▶ **Instructions for the task**: Return all lines of the data in which the string "pixels" occurs.

▶ **The records**:
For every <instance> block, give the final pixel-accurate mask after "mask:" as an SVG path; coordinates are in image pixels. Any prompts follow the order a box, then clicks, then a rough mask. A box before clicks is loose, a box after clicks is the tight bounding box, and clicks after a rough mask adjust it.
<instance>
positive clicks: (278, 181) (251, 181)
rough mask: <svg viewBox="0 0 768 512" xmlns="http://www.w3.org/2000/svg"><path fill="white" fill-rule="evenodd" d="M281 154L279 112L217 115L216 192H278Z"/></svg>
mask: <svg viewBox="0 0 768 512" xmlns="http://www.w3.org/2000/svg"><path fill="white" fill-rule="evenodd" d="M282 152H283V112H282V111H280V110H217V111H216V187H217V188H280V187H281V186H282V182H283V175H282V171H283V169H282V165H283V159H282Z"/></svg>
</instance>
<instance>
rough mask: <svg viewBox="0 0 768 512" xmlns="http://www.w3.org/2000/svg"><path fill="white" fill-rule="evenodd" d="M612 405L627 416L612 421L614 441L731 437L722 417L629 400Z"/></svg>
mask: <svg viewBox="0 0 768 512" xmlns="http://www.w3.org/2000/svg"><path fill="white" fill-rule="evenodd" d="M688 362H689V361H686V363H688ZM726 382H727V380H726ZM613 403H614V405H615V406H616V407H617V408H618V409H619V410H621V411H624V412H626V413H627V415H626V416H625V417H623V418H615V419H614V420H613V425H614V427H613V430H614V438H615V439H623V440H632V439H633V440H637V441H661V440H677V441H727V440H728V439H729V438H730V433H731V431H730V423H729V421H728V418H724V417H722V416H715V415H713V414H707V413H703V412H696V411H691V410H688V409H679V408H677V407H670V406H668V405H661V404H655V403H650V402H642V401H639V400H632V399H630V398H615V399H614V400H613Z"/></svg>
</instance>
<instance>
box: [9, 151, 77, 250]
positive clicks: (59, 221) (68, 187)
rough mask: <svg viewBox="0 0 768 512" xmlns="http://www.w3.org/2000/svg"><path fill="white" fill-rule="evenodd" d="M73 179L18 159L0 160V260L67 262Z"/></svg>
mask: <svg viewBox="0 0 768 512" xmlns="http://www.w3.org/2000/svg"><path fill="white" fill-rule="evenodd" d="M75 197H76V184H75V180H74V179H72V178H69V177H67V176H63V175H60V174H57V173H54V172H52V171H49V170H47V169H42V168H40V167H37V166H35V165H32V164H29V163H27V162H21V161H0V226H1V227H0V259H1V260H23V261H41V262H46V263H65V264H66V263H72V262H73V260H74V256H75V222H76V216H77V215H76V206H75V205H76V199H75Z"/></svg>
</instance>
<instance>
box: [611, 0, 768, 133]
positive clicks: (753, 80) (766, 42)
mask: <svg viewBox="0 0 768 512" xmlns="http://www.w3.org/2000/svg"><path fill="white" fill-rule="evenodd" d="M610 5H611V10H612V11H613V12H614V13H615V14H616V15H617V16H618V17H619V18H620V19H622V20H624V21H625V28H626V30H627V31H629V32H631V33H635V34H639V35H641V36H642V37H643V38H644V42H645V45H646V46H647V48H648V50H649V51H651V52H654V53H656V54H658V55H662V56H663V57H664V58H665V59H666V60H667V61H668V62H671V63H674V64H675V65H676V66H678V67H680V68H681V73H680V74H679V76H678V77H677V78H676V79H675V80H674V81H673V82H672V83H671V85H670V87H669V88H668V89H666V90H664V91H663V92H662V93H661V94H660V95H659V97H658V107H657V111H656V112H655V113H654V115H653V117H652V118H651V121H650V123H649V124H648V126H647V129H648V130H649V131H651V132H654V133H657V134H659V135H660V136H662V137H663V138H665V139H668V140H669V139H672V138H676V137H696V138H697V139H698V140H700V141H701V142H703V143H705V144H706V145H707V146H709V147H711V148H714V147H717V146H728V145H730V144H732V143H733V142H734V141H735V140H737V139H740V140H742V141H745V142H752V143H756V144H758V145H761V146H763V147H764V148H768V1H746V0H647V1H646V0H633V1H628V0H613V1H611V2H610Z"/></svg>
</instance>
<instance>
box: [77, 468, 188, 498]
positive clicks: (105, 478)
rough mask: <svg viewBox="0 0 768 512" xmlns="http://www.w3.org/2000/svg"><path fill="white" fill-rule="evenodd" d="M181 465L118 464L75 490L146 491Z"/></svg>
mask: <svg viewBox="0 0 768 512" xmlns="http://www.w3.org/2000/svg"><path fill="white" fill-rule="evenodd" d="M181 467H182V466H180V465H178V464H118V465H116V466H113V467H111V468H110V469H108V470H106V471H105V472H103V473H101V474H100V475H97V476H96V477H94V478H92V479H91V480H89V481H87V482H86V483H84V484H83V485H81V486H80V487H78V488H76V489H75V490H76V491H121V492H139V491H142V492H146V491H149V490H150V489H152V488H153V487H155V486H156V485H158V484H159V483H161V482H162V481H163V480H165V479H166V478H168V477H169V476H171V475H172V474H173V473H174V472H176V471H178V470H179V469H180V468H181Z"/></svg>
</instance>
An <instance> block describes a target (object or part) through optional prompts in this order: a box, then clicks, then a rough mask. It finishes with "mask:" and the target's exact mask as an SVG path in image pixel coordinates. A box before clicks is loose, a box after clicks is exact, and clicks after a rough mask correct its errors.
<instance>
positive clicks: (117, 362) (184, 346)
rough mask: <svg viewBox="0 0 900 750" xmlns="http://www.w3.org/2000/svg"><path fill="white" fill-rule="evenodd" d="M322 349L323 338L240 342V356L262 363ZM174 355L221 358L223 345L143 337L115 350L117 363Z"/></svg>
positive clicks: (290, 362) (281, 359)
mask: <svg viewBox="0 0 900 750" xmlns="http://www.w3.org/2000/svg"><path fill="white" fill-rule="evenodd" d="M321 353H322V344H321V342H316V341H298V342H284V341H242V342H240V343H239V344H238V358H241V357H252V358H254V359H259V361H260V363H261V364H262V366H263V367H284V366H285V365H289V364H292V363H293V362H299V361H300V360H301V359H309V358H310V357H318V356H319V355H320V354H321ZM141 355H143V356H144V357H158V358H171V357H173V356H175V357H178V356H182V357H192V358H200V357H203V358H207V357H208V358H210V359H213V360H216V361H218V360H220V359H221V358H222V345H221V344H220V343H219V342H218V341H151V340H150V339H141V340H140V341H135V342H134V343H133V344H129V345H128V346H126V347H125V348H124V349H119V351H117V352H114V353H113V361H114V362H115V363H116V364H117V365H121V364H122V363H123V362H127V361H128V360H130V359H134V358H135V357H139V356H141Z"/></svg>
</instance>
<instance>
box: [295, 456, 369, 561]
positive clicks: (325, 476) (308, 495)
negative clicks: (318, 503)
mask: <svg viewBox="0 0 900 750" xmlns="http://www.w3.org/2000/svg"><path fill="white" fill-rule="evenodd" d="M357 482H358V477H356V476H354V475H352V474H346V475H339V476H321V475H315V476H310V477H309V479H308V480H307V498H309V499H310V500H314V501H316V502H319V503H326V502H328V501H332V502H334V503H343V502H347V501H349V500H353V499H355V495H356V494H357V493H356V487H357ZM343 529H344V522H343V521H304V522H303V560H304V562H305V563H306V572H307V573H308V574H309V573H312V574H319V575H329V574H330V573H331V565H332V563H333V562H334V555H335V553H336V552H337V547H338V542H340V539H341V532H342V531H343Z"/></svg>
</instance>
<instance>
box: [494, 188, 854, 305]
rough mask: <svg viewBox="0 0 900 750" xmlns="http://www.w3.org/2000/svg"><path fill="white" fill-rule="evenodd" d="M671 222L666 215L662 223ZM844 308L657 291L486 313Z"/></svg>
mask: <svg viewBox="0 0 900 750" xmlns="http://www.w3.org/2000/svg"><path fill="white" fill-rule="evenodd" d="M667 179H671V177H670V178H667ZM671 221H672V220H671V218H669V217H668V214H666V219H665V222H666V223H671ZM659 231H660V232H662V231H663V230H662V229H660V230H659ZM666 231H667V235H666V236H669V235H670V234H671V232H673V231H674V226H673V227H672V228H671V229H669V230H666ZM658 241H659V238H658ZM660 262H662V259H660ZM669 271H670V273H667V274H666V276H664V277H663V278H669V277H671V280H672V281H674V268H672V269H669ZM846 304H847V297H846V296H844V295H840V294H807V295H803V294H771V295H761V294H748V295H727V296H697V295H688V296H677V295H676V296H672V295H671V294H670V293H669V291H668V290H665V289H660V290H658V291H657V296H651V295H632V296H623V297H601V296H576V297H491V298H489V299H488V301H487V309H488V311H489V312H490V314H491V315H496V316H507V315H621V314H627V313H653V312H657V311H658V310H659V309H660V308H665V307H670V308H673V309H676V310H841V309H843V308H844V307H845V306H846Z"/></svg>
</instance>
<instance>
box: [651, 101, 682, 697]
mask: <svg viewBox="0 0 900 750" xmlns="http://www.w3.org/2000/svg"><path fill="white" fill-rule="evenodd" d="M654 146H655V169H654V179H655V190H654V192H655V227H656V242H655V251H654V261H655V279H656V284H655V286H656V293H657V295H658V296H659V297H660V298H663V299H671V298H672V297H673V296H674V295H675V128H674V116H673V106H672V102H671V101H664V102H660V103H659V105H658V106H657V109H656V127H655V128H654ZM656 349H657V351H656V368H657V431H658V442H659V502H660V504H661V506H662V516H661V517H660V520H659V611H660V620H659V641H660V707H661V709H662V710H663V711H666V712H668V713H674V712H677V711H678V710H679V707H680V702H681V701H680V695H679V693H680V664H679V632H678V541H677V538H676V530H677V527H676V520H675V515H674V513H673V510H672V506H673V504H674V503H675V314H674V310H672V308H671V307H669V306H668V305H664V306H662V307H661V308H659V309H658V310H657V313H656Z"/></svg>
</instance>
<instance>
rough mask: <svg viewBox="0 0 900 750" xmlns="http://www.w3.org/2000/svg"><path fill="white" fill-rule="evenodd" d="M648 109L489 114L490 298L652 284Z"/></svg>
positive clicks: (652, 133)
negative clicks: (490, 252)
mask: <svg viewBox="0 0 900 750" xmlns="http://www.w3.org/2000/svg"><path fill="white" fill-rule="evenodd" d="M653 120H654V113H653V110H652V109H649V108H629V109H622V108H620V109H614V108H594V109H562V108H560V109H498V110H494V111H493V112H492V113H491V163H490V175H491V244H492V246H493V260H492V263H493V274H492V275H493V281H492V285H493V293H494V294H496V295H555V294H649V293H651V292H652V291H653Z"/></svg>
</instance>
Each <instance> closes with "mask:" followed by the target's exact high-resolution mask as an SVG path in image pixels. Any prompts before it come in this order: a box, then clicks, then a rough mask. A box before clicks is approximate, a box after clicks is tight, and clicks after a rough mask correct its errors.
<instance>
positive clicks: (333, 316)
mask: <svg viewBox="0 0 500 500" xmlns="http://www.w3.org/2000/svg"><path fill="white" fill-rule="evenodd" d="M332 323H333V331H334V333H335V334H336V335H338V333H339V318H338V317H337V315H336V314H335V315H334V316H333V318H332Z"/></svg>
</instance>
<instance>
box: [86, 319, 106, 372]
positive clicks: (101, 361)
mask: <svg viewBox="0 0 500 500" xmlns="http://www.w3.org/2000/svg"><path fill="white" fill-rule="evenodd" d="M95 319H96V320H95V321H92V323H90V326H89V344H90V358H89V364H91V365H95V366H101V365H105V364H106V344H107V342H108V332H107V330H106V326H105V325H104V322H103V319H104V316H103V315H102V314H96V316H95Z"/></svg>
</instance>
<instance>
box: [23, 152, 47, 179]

▶ **Result below**:
For every <instance> block, give the final pixel-accurate mask after "mask:" as an SVG path; coordinates are in image pixels. Any prompts follow the order a box, then clicks, then a rough mask. A box before clicks is loose, a box after clicks is the tight bounding box, and clicks after a rough mask adjust it.
Each <instance> closes with "mask:" followed by the target's exact high-resolution mask as an SVG path in image pixels. Any prompts before it come in this order: a box, then clicks, then a rough mask. A box before clicks is approximate, a box after clicks is tight, and clicks after a rough mask correct its errors.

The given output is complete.